» Problem details: Reproduce every row below word for word, in the same order and without any changes.

» Information given:

——————

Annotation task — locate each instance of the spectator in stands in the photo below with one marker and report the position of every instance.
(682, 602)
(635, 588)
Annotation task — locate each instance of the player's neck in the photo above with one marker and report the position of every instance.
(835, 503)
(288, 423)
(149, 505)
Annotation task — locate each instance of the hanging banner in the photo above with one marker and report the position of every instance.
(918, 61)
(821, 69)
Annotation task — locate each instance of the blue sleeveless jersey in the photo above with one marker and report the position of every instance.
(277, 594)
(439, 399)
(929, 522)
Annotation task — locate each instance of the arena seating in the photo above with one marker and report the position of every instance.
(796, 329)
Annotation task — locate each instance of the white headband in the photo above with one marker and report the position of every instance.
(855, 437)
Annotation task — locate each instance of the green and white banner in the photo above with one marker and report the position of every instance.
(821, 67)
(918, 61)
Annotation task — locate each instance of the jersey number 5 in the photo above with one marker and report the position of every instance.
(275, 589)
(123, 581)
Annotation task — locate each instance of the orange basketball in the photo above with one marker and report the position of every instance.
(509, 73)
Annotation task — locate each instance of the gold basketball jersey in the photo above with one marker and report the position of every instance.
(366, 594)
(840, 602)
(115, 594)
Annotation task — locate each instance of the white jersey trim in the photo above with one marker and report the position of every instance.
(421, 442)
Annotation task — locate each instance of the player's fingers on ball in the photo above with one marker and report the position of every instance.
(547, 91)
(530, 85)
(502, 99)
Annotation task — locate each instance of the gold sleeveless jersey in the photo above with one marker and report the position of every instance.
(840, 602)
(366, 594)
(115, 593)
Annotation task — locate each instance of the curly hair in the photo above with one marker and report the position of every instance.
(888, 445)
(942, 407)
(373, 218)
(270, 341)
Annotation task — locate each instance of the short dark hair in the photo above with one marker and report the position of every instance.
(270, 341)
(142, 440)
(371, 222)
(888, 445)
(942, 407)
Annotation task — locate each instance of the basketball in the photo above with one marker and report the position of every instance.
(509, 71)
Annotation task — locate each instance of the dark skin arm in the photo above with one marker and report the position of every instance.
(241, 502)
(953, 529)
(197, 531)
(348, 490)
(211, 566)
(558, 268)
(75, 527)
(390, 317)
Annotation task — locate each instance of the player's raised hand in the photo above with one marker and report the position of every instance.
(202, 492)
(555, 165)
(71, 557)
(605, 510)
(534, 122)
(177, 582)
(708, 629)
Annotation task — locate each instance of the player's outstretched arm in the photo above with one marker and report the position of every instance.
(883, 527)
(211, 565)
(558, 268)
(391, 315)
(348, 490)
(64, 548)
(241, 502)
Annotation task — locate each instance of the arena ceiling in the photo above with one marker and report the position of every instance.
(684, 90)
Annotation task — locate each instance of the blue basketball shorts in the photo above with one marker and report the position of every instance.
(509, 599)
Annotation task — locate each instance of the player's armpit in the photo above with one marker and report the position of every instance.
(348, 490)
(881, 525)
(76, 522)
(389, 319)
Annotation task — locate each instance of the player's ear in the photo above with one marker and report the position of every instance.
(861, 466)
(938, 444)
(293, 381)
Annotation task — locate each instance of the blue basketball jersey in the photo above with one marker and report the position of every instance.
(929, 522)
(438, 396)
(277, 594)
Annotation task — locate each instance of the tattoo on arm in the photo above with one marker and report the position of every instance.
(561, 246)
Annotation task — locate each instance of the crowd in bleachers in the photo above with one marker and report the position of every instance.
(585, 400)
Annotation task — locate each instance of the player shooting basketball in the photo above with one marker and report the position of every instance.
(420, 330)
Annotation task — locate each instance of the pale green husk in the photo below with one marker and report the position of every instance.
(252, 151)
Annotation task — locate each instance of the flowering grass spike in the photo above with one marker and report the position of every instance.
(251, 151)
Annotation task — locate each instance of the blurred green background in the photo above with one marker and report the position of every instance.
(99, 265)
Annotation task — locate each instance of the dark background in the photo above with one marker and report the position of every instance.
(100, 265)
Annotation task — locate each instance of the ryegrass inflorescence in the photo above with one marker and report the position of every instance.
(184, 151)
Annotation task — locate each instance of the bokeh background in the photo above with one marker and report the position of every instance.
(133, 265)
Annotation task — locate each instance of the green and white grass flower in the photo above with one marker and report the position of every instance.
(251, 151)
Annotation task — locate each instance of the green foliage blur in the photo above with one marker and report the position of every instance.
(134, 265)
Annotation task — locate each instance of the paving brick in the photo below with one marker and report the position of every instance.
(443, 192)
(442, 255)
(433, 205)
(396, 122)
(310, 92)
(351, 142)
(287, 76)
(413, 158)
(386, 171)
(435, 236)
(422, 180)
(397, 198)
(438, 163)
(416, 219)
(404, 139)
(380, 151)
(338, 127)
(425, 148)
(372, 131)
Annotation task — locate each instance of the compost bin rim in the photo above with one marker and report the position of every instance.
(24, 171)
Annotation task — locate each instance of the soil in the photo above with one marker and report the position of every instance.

——————

» Full output:
Annotation task — locate each instance of the spectator in stands in the photo below with one marker and report the position of every instance.
(682, 602)
(635, 588)
Annotation task — locate each instance of the player's neck in the photo above with one marker and report the position of every instance.
(835, 503)
(288, 423)
(149, 505)
Annotation task — locate each instance of the hanging banner in the photo above with one marker and report the position of every instance.
(918, 61)
(821, 69)
Annotation task — locate each instance of the blue sleeveless jersey in the photo above with one marker and report the position of every instance.
(277, 594)
(439, 399)
(929, 522)
Annotation task — locate each instance of the arena seating in the photo above with one marker and report the position of every instance.
(796, 329)
Annotation task — locate each instance of the white headband in the photo above with one marker and report the position of every instance.
(855, 437)
Annotation task — locate each instance of the green and white banner in the photo above with one marker and report the position of every instance.
(821, 67)
(918, 61)
Annotation task — locate each instance of the jersey number 5 in the photo above with one marker and report the position of every instance.
(275, 589)
(123, 581)
Annotation task — locate each instance of the orange basketball in the photo above with one marker and report the position of every instance.
(509, 73)
Annotation task — locate each instance of the gold basketball jersey in the photo above with one marker and report the position of every instance.
(366, 594)
(840, 602)
(115, 594)
Annotation task — locate each instance of the white jersey trim in the photo above with one marker and report the position of every instance.
(421, 442)
Annotation task — locate each instance of the player's fingers on ball in the photo above with one marker and report the position of every instance.
(547, 91)
(530, 85)
(502, 99)
Annotation task — locate each instance of the gold sleeveless jersey in the photo above with one marker and report the position of every instance.
(840, 602)
(366, 594)
(115, 593)
Annotation task — locate each instance of the curly hair in the photo above with one marker and report the position of every instance.
(888, 445)
(942, 407)
(373, 218)
(270, 341)
Annotation task — locate each instance of the short dark hair in the photo above with one marker and report the position of every instance.
(270, 341)
(142, 440)
(371, 222)
(888, 445)
(942, 407)
Annotation task — locate each instance of the basketball in the photo above with one marker and report the position of every instance.
(509, 71)
Annotation task — locate each instance of the dark skin arm in the photo above with one marker and report the position of every instance.
(241, 502)
(953, 529)
(197, 531)
(348, 490)
(211, 566)
(558, 268)
(75, 527)
(390, 317)
Annotation task — locate each instance of the player's raised hand in the photo above with one marker and report the position of every instance.
(202, 492)
(555, 165)
(71, 557)
(605, 510)
(534, 122)
(177, 582)
(708, 629)
Annotation task — locate each instance of the player's outstretched arm in the photo above with one marker and report the position of every instance.
(883, 527)
(211, 565)
(558, 268)
(391, 315)
(348, 490)
(64, 548)
(241, 502)
Annotation task — locate each instance of the arena ceiling in the photo above with one marker and report the position of every instance.
(684, 90)
Annotation task — locate each instance of the blue basketball shorts in the photo above with one marker and report the position of every instance.
(509, 599)
Annotation task — locate each instance of the player's armpit in the photo above with one marker and report the position of every instance.
(348, 490)
(881, 525)
(76, 522)
(389, 319)
Annotation task — locate each instance of the player's ear in the photo above with one marker and report the position of every instance.
(861, 466)
(938, 444)
(293, 381)
Annotation task — locate each instance of the blue basketball jersey in the photo above with one marker and report the position of every instance.
(929, 522)
(438, 396)
(277, 594)
Annotation task — locate each instance of the tattoo on arm in the photo above with one marker and report the position of every instance.
(561, 246)
Annotation task — locate each instance of the crowd in bleachers in the photo above with one marker and report the position of every instance.
(585, 400)
Annotation task — locate each instance of the player shooting basketball in the photo above with one marker and report the position of every instance.
(420, 330)
Annotation task — locate each instance of the pale green husk in the photo below with one marker and report the position of every instance.
(252, 151)
Annotation task — locate each instance of the flowering grass spike in the photo above with one marker and report the position of every instance.
(251, 151)
Annotation task — locate each instance of the blurred green background in the photo above with one marker and report the position of every instance.
(99, 265)
Annotation task — locate each instance of the dark background in the photo above with one marker and report the position of every instance.
(100, 265)
Annotation task — locate each instance of the ryegrass inflorescence in the photo above with one marker and report the position of every instance.
(184, 151)
Annotation task — locate each instance of the bokeh background in the photo above with one marker and report the position of every instance.
(133, 265)
Annotation task — locate each instance of the green and white grass flower in the photo above with one marker and report the position of every instance.
(251, 151)
Annotation task — locate each instance of the green foliage blur in the photo above with one marker and report the position of every instance.
(134, 265)
Annotation task — locate each instance of the paving brick in the photo below with one marker and report the position of every instance.
(443, 192)
(442, 255)
(433, 205)
(396, 122)
(310, 92)
(351, 142)
(287, 76)
(413, 158)
(386, 171)
(435, 236)
(422, 180)
(397, 198)
(438, 163)
(416, 219)
(404, 139)
(380, 151)
(338, 127)
(425, 148)
(372, 131)
Annotation task — locate each instance of the compost bin rim in the photo above with one marker and report the position of every instance.
(24, 171)
Annotation task — locate each instance of the soil in the photo above with one marker and report the position of every instance.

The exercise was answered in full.